▶ WORK ORDER:
Could you repeat the whole listing below exactly, omitting any picture it holds?

▶ PROVIDED DATA:
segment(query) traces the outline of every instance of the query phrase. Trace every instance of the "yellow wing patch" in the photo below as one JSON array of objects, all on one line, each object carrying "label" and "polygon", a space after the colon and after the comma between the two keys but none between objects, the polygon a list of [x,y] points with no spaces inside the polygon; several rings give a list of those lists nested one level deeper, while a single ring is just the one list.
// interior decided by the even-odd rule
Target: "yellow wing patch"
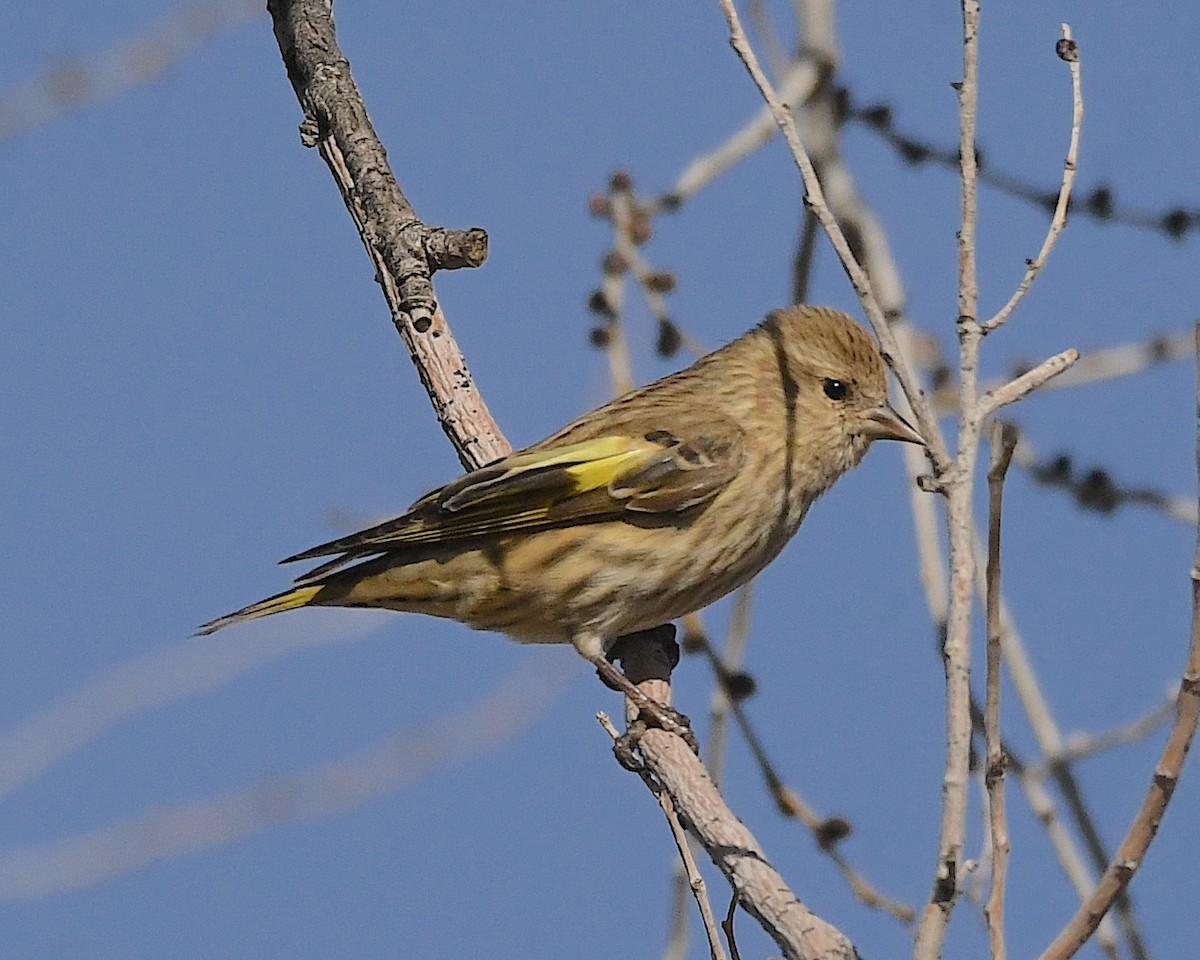
[{"label": "yellow wing patch", "polygon": [[684,443],[667,431],[526,450],[474,470],[368,530],[289,557],[341,556],[299,578],[312,583],[354,560],[419,544],[515,533],[563,522],[679,512],[715,496],[736,474],[728,441]]}]

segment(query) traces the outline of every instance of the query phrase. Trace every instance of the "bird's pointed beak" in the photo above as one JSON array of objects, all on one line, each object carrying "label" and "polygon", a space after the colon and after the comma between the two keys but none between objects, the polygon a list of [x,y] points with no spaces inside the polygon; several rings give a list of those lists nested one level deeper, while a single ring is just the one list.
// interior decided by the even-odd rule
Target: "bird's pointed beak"
[{"label": "bird's pointed beak", "polygon": [[868,440],[903,440],[925,446],[925,438],[887,404],[867,414],[862,433]]}]

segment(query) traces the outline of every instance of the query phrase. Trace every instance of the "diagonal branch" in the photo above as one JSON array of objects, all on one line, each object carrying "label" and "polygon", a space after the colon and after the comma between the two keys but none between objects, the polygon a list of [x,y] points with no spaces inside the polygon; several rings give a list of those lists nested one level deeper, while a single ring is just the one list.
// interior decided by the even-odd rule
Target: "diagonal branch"
[{"label": "diagonal branch", "polygon": [[338,47],[330,4],[270,0],[267,9],[304,110],[304,142],[319,148],[337,181],[442,429],[464,467],[504,456],[511,447],[467,372],[431,282],[435,270],[483,263],[487,234],[430,227],[417,217]]},{"label": "diagonal branch", "polygon": [[[1196,471],[1200,475],[1200,323],[1196,325]],[[1167,736],[1162,755],[1154,768],[1150,788],[1141,807],[1134,814],[1125,839],[1113,855],[1108,869],[1096,884],[1095,892],[1079,908],[1062,932],[1042,953],[1040,960],[1067,960],[1087,942],[1088,937],[1108,912],[1113,902],[1125,892],[1146,850],[1158,833],[1163,814],[1179,783],[1183,762],[1196,734],[1200,720],[1200,538],[1196,543],[1196,559],[1192,563],[1192,635],[1187,662],[1179,684],[1175,704],[1175,723]]]}]

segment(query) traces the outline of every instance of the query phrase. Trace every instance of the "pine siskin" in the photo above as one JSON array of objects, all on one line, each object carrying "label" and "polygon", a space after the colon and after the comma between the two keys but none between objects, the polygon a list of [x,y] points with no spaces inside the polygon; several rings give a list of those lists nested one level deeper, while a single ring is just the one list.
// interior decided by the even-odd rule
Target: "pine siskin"
[{"label": "pine siskin", "polygon": [[573,643],[599,664],[618,637],[758,573],[880,439],[923,442],[888,405],[871,337],[836,310],[777,310],[403,516],[289,557],[334,559],[198,632],[297,607],[386,607]]}]

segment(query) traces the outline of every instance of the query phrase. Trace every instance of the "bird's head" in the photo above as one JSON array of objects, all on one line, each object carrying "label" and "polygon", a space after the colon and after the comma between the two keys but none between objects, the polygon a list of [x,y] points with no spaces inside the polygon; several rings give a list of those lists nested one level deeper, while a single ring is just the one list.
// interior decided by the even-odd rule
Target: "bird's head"
[{"label": "bird's head", "polygon": [[776,342],[785,390],[794,394],[794,437],[808,447],[808,458],[823,461],[830,482],[857,464],[872,441],[924,443],[888,403],[875,340],[846,314],[787,307],[771,313],[764,328]]}]

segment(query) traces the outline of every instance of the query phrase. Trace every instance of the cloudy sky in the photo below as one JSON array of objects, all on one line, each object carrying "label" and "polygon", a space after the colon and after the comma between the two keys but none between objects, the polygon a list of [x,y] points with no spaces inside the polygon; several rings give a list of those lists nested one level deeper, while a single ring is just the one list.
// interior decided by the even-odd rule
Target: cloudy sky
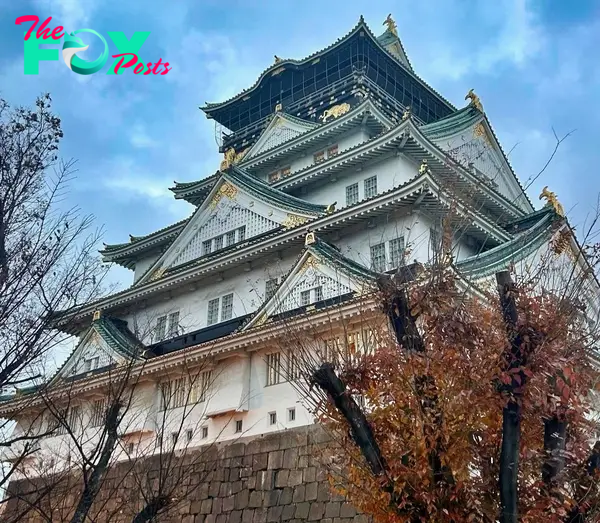
[{"label": "cloudy sky", "polygon": [[[581,228],[600,192],[599,7],[591,0],[568,7],[552,0],[0,0],[0,94],[12,104],[52,94],[65,131],[62,155],[78,160],[69,203],[96,217],[105,242],[119,243],[186,217],[190,206],[168,187],[218,167],[214,122],[199,105],[249,87],[274,54],[299,59],[322,49],[361,14],[380,34],[392,12],[417,74],[458,107],[470,88],[479,94],[523,182],[552,153],[552,129],[575,130],[528,192],[538,205],[549,185]],[[25,76],[15,19],[30,14],[52,16],[69,32],[151,31],[144,61],[160,57],[172,70],[84,77],[60,61]],[[131,274],[115,268],[112,278],[126,285]]]}]

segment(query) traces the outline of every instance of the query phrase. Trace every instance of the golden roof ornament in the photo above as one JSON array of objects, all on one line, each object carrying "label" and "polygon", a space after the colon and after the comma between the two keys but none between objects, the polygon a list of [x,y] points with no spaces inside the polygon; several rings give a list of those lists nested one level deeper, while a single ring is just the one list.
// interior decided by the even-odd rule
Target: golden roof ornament
[{"label": "golden roof ornament", "polygon": [[102,317],[101,310],[94,311],[94,317],[93,317],[92,321],[98,321],[101,317]]},{"label": "golden roof ornament", "polygon": [[227,149],[224,153],[223,161],[221,162],[219,170],[224,171],[228,167],[231,167],[233,164],[239,163],[248,152],[248,149],[249,147],[247,147],[243,151],[240,151],[239,153],[236,153],[233,147]]},{"label": "golden roof ornament", "polygon": [[387,15],[387,18],[384,20],[382,25],[387,25],[387,30],[392,33],[394,36],[398,36],[398,26],[394,19],[392,18],[392,13]]},{"label": "golden roof ornament", "polygon": [[280,113],[282,110],[283,110],[283,105],[281,104],[281,102],[277,102],[277,105],[275,105],[275,112]]},{"label": "golden roof ornament", "polygon": [[304,245],[312,245],[313,243],[317,242],[317,237],[315,236],[314,232],[309,232],[306,235],[306,238],[304,240]]},{"label": "golden roof ornament", "polygon": [[419,167],[419,174],[431,173],[429,165],[427,165],[427,159],[423,159],[421,166]]},{"label": "golden roof ornament", "polygon": [[465,96],[465,100],[469,99],[471,100],[469,105],[472,105],[473,107],[475,107],[475,109],[483,113],[483,105],[481,103],[481,100],[479,99],[479,96],[475,94],[475,91],[473,91],[473,89],[470,89],[467,93],[467,96]]},{"label": "golden roof ornament", "polygon": [[325,209],[325,212],[327,214],[331,214],[332,212],[335,212],[335,206],[337,205],[337,202],[333,202],[331,205],[327,206],[327,209]]},{"label": "golden roof ornament", "polygon": [[349,110],[350,104],[348,103],[334,105],[330,109],[325,109],[323,114],[319,116],[319,120],[323,120],[323,123],[325,123],[328,118],[339,118],[343,114],[346,114]]},{"label": "golden roof ornament", "polygon": [[404,109],[404,112],[402,113],[402,121],[404,120],[408,120],[411,117],[412,113],[410,111],[410,105],[406,107],[406,109]]},{"label": "golden roof ornament", "polygon": [[549,191],[547,185],[546,185],[546,187],[544,187],[542,189],[542,192],[540,194],[540,200],[542,198],[544,198],[546,200],[546,206],[553,207],[556,214],[558,214],[559,216],[561,216],[563,218],[565,217],[565,210],[563,209],[563,206],[558,201],[558,198],[556,197],[556,193]]},{"label": "golden roof ornament", "polygon": [[279,58],[279,56],[275,55],[275,63],[278,64],[279,62],[283,62],[283,60]]}]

▶ OUTPUT BELOW:
segment(query) traces the outline of every instance of the query phrase. Trace every instance of the "yellow wing patch" in the photo below as one JSON array of objects, all on one line, each object carrying "label" and "polygon", a space after the colon and after the comma between the two keys but none between objects, the polygon a list of [x,y] points with no spaces inside the polygon; several rings give a list of those lists nested one level deeper, while a single ring is just the one list.
// interior decided by the even-odd rule
Target: "yellow wing patch"
[{"label": "yellow wing patch", "polygon": [[684,443],[667,431],[526,450],[474,470],[368,530],[289,557],[341,556],[299,578],[312,583],[354,560],[419,544],[515,533],[563,522],[679,512],[715,496],[736,474],[728,441]]}]

segment(query) traces the outline of every instance of the query phrase. Trace every instance of the "bird's pointed beak" in the photo above as one JSON array of objects, all on one line, each object carrying "label" and "polygon", a space after the colon and after the comma between the two keys but none between objects, the polygon a list of [x,y] points with no spaces inside the polygon; several rings give a list of those lists nested one level deeper, while a single ring is just the one list.
// interior decided by the even-odd rule
Target: "bird's pointed beak"
[{"label": "bird's pointed beak", "polygon": [[868,440],[903,440],[925,446],[925,438],[887,404],[867,414],[862,433]]}]

segment(query) traces the outline of every instance of the query phrase. Trace every instance of the "diagonal branch" in the photo above as one JSON array of objects, all on one line, each object carrying "label" and "polygon", a space after the colon and after the comma between the two keys but none between objects, the polygon a list of [x,y] points with no spaces inside the polygon; several rings give a list of those lists nested one level deeper, while a single ring is just the one list.
// interior decided by the even-odd rule
Target: "diagonal branch"
[{"label": "diagonal branch", "polygon": [[338,47],[330,4],[270,0],[267,9],[304,110],[304,142],[319,148],[337,181],[442,429],[464,467],[504,456],[511,447],[467,372],[431,282],[435,270],[483,263],[487,234],[430,227],[417,217]]},{"label": "diagonal branch", "polygon": [[[1196,471],[1200,475],[1200,323],[1196,325]],[[1167,736],[1162,755],[1154,768],[1150,788],[1141,807],[1134,814],[1125,839],[1113,855],[1108,869],[1096,884],[1095,892],[1079,908],[1062,932],[1042,953],[1040,960],[1067,960],[1087,942],[1088,937],[1108,912],[1113,902],[1125,892],[1146,850],[1158,833],[1163,814],[1179,783],[1183,762],[1196,734],[1200,720],[1200,538],[1196,543],[1196,559],[1192,563],[1192,635],[1187,662],[1179,684],[1175,704],[1175,723]]]}]

segment(query) traces the outline of every instance of the query phrase. Trace every instance of the "pine siskin" in the photo above as one JSON array of objects, all on one line, each object carrying "label" and "polygon", a space after the colon and after the comma between the two keys but none between objects, the polygon a list of [x,y] points with no spaces inside the polygon; several rings give a list of those lists nested one level deeper, while a single ring is just the one list.
// interior decided by the even-odd rule
Target: "pine siskin"
[{"label": "pine siskin", "polygon": [[573,643],[599,664],[618,637],[758,573],[880,439],[923,442],[888,405],[871,337],[836,310],[777,310],[403,516],[289,557],[334,559],[198,632],[297,607],[386,607]]}]

segment(query) traces the outline of every instance of the query phrase. Trace every instance of the "bird's head" in the photo above as one JSON array of objects, all on one line, each object carrying "label" and "polygon", a space after the colon and after the comma between the two keys but none between objects, the polygon a list of [x,y] points with no spaces inside the polygon; several rings give a list of those lists nested one level deeper, while a single ring is just the one list.
// interior decided by the even-odd rule
Target: "bird's head"
[{"label": "bird's head", "polygon": [[776,342],[785,390],[794,394],[794,437],[808,447],[808,458],[823,461],[830,482],[857,464],[872,441],[924,443],[888,403],[875,340],[846,314],[787,307],[771,313],[764,328]]}]

segment(query) traces the outline of every instance of the query phrase. Trace every instance of the cloudy sky in the photo below as one JSON array of objects, all on one line, each object carrying "label" and "polygon", a space after the colon and after the comma between the two keys but none between objects, the polygon a list of [x,y] points with no spaces inside the polygon; several rings give a list of those lists nested one level deeper, while a single ring is just the one list.
// interior decided by the even-odd rule
Target: cloudy sky
[{"label": "cloudy sky", "polygon": [[[581,228],[600,192],[599,7],[591,0],[568,7],[552,0],[0,0],[0,94],[12,104],[52,94],[65,131],[62,155],[78,160],[69,203],[96,217],[105,242],[119,243],[186,217],[190,206],[168,187],[218,167],[214,122],[199,105],[249,87],[274,54],[299,59],[322,49],[361,14],[380,34],[392,12],[417,74],[458,107],[470,88],[479,94],[523,182],[552,153],[552,129],[575,130],[528,192],[538,205],[549,185]],[[25,76],[15,19],[30,14],[52,16],[69,32],[151,31],[144,61],[160,57],[172,70],[84,77],[60,61]],[[131,274],[115,268],[112,278],[126,285]]]}]

segment(query) traces the outline of every instance of the query phrase. Trace every instance of the golden roof ornament in the photo above as one JSON array of objects, all on one line, each object carrying "label" and "polygon", a space after the colon and after the comma between the two keys but none between objects, the polygon a list of [x,y] points with no spaces inside the polygon; several rings give a list of those lists nested one level deeper, while a single ring is just the one list.
// interior decided by the even-odd rule
Target: golden roof ornament
[{"label": "golden roof ornament", "polygon": [[102,317],[101,310],[94,311],[94,317],[93,317],[92,321],[98,321],[101,317]]},{"label": "golden roof ornament", "polygon": [[227,149],[224,153],[223,161],[221,162],[219,170],[224,171],[228,167],[231,167],[233,164],[239,163],[248,152],[248,149],[249,147],[247,147],[243,151],[240,151],[239,153],[236,153],[233,147]]},{"label": "golden roof ornament", "polygon": [[387,15],[387,18],[384,20],[382,25],[387,25],[387,30],[392,33],[394,36],[398,36],[398,26],[394,19],[392,18],[392,13]]},{"label": "golden roof ornament", "polygon": [[280,113],[282,110],[283,110],[283,105],[281,104],[281,102],[277,102],[277,105],[275,105],[275,112]]},{"label": "golden roof ornament", "polygon": [[304,245],[312,245],[313,243],[317,242],[317,237],[315,236],[314,232],[309,232],[306,235],[306,238],[304,240]]},{"label": "golden roof ornament", "polygon": [[419,167],[419,174],[431,173],[429,165],[427,165],[427,159],[423,159],[421,166]]},{"label": "golden roof ornament", "polygon": [[465,96],[465,100],[469,99],[471,100],[469,105],[472,105],[473,107],[475,107],[475,109],[483,113],[483,105],[481,103],[481,100],[479,99],[479,96],[475,94],[475,91],[473,91],[473,89],[470,89],[467,93],[467,96]]},{"label": "golden roof ornament", "polygon": [[325,209],[325,212],[327,214],[331,214],[332,212],[335,212],[335,206],[337,205],[337,202],[333,202],[331,205],[327,206],[327,209]]},{"label": "golden roof ornament", "polygon": [[349,110],[350,104],[348,103],[334,105],[330,109],[325,109],[323,114],[319,116],[319,120],[323,120],[323,123],[325,123],[328,118],[339,118],[343,114],[346,114]]},{"label": "golden roof ornament", "polygon": [[404,109],[404,112],[402,113],[402,121],[404,120],[408,120],[411,117],[412,113],[410,111],[410,105],[406,107],[406,109]]},{"label": "golden roof ornament", "polygon": [[549,191],[547,185],[546,185],[546,187],[544,187],[542,189],[542,192],[540,194],[540,200],[542,198],[544,198],[546,200],[546,206],[553,207],[556,214],[558,214],[559,216],[561,216],[563,218],[565,217],[565,210],[563,209],[563,206],[558,201],[558,198],[556,197],[556,193]]},{"label": "golden roof ornament", "polygon": [[279,58],[279,56],[275,55],[275,63],[278,64],[279,62],[283,62],[283,60]]}]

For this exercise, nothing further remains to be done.